Entradas de anotação de caixas delimitadoras
------------------------

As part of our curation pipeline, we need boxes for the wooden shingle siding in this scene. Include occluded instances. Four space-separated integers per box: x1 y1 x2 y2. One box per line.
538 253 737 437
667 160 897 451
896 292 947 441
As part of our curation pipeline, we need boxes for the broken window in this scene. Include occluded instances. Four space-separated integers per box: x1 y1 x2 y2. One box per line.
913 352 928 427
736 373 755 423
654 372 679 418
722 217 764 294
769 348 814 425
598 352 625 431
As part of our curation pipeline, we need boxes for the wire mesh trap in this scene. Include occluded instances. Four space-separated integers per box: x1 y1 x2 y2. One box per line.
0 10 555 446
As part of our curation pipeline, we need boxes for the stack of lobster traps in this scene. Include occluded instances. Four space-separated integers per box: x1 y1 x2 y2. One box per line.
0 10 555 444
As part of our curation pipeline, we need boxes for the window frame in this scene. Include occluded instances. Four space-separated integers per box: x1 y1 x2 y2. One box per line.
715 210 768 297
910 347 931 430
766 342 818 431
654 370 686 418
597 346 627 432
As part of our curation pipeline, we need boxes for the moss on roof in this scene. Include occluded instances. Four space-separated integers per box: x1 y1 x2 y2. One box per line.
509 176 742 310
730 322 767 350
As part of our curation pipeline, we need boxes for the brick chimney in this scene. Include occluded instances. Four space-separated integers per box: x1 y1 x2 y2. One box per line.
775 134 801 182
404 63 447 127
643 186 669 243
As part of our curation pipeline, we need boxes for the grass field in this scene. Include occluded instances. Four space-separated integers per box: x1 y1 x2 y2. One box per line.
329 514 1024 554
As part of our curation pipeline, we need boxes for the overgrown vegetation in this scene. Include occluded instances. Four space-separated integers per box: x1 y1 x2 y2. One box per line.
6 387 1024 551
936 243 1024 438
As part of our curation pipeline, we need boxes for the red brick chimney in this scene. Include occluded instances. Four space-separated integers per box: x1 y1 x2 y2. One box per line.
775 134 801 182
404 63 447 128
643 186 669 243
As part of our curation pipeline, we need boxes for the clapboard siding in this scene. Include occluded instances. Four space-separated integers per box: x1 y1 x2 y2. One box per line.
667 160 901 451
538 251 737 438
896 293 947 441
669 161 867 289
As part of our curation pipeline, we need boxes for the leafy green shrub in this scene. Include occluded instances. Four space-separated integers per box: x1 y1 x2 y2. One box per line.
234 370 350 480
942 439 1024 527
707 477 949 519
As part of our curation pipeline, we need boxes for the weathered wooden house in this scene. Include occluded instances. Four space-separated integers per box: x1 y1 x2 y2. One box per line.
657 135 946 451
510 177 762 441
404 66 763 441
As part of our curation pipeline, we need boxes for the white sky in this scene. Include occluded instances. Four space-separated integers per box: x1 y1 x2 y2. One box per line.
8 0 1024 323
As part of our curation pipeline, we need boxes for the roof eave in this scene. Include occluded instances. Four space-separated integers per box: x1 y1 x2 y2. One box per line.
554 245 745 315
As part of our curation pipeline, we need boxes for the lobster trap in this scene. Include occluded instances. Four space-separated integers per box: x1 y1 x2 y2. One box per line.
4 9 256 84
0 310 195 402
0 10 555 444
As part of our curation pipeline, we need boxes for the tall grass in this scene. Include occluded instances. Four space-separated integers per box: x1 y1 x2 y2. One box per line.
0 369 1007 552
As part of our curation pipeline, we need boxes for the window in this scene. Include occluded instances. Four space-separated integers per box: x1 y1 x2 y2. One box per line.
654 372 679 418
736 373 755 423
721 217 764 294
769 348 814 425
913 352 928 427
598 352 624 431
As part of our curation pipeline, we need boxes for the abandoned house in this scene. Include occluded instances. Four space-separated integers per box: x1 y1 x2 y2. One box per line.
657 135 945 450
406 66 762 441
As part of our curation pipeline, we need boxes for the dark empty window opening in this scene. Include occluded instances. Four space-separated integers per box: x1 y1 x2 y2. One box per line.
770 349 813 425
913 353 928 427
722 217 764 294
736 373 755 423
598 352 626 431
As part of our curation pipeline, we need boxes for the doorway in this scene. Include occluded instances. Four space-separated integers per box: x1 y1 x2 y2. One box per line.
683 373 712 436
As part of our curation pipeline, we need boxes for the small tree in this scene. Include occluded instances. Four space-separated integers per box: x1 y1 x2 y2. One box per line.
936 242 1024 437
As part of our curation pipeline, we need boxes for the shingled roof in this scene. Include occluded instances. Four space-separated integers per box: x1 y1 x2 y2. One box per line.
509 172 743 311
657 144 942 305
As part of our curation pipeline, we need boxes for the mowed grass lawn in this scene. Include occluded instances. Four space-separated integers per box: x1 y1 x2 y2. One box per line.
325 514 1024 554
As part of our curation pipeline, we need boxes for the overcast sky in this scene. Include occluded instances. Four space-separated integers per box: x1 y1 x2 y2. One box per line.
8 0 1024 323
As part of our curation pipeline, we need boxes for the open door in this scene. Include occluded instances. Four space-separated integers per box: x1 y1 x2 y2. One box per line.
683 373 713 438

------------------------

◆ TAREFA:
Comece no início das linhas e pare após a linha que contém "896 292 947 441". Copie todas essas linhas por inteiro, deslocando em 71 cada coordenada das respostas.

◆ RESPOSTA ESCRITA:
As part of our curation pipeline, we need boxes for the wooden shingle siding in this scene. Include occluded instances. Four space-separated integers per box: x1 y1 x2 y2. One box per line.
609 324 808 508
738 231 968 522
967 363 1018 512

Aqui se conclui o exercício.